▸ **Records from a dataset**
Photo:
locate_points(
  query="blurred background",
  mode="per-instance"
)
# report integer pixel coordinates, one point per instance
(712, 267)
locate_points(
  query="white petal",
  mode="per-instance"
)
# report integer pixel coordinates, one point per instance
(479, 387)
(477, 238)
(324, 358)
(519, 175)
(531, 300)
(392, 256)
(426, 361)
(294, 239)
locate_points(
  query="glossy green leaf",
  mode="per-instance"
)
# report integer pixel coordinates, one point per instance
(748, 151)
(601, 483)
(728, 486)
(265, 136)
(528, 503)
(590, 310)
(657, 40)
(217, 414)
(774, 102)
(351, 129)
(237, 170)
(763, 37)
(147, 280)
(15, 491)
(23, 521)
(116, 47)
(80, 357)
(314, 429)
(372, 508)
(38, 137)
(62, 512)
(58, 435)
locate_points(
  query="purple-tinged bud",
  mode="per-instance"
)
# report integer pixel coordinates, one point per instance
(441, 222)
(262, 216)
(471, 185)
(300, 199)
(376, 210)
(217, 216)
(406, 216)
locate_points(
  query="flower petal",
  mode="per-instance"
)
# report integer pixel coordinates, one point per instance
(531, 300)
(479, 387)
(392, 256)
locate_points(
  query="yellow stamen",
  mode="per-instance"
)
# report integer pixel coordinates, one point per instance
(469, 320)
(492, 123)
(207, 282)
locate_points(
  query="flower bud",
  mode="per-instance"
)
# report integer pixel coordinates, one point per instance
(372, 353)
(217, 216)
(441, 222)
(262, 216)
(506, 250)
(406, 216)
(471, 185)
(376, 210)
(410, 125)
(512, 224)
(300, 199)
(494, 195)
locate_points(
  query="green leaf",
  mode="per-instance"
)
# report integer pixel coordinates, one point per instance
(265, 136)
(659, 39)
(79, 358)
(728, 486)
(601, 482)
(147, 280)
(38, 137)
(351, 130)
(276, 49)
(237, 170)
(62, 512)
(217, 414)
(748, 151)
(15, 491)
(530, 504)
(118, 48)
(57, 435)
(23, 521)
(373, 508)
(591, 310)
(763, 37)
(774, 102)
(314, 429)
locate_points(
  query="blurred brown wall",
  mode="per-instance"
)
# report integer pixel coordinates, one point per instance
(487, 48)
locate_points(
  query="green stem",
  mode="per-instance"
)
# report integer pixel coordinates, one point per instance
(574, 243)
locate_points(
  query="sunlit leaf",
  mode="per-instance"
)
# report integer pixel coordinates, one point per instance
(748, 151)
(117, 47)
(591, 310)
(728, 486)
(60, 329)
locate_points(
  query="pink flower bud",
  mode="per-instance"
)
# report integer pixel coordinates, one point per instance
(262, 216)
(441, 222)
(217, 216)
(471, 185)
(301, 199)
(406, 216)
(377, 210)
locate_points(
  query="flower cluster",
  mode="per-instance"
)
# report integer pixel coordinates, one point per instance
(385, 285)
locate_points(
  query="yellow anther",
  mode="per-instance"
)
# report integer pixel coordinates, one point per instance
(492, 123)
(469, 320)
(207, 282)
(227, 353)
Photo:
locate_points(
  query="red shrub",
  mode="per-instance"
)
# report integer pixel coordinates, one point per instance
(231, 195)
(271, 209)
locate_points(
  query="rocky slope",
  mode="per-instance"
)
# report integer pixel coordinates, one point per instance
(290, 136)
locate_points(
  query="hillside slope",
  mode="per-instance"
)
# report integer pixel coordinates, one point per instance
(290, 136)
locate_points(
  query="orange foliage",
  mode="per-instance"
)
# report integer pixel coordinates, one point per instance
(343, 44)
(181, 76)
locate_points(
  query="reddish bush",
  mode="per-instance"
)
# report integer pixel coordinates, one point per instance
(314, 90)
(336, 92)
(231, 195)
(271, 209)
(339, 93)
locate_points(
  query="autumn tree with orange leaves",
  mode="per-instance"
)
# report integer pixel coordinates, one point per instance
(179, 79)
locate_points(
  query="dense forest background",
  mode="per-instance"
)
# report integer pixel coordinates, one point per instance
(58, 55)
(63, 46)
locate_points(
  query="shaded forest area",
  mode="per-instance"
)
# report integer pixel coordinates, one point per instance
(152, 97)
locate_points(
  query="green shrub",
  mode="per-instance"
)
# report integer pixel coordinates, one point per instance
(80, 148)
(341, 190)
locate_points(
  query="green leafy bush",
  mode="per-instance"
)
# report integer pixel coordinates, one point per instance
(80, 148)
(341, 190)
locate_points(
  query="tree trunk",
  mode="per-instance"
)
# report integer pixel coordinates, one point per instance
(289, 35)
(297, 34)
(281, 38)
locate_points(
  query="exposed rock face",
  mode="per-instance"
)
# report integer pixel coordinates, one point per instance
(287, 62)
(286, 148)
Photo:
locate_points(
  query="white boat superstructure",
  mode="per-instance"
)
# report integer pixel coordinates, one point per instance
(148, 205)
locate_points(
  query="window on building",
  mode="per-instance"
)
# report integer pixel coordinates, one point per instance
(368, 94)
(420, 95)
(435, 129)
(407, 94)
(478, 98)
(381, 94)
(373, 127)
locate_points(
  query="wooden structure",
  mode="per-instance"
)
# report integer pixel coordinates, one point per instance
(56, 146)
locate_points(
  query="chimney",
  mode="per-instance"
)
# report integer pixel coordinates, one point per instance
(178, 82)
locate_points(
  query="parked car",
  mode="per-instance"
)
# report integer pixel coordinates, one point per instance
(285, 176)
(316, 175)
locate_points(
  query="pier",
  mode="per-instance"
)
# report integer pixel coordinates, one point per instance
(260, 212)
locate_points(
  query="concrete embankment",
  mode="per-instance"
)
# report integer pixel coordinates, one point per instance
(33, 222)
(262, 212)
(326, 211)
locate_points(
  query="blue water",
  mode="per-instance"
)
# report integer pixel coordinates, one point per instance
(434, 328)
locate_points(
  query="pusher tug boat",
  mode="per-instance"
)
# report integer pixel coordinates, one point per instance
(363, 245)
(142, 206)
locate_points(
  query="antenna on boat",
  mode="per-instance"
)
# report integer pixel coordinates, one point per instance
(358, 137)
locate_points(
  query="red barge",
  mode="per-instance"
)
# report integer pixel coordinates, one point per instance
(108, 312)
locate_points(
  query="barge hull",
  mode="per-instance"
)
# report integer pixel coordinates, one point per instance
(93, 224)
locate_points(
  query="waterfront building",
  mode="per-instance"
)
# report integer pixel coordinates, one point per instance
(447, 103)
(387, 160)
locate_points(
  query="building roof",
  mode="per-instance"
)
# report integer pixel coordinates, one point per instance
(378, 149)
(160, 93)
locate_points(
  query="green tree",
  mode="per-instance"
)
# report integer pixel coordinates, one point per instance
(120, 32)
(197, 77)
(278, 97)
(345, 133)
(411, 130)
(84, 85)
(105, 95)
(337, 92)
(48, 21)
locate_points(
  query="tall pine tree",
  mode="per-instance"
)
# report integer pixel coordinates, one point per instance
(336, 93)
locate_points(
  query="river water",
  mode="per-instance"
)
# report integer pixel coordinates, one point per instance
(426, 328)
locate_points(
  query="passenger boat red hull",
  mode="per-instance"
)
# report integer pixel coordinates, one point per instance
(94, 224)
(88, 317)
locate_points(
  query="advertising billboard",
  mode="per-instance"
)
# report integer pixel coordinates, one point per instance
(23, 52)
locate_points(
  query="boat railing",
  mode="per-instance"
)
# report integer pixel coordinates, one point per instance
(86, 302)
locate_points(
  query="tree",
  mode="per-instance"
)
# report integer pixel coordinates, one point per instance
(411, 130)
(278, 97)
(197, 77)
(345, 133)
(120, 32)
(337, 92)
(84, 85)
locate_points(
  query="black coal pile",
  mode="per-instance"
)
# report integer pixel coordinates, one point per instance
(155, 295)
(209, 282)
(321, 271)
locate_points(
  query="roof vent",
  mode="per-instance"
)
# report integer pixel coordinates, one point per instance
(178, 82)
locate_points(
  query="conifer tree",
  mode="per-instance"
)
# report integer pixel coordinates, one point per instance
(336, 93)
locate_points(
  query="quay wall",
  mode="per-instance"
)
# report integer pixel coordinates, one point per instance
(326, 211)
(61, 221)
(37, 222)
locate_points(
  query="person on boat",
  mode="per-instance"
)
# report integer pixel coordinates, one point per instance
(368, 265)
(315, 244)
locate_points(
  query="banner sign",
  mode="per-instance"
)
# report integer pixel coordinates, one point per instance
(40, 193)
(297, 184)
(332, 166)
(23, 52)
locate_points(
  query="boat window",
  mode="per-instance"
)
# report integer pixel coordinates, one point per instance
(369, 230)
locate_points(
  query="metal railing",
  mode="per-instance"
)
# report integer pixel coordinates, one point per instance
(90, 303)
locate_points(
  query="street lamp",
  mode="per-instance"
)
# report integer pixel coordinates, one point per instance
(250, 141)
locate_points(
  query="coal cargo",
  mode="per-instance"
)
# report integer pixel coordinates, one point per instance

▸ **WHAT YOU NEED TO DO**
Show every line above in which the word "wall" is found.

▸ **EXPECTED OUTPUT**
  query="blurred brown wall",
  query="quay wall",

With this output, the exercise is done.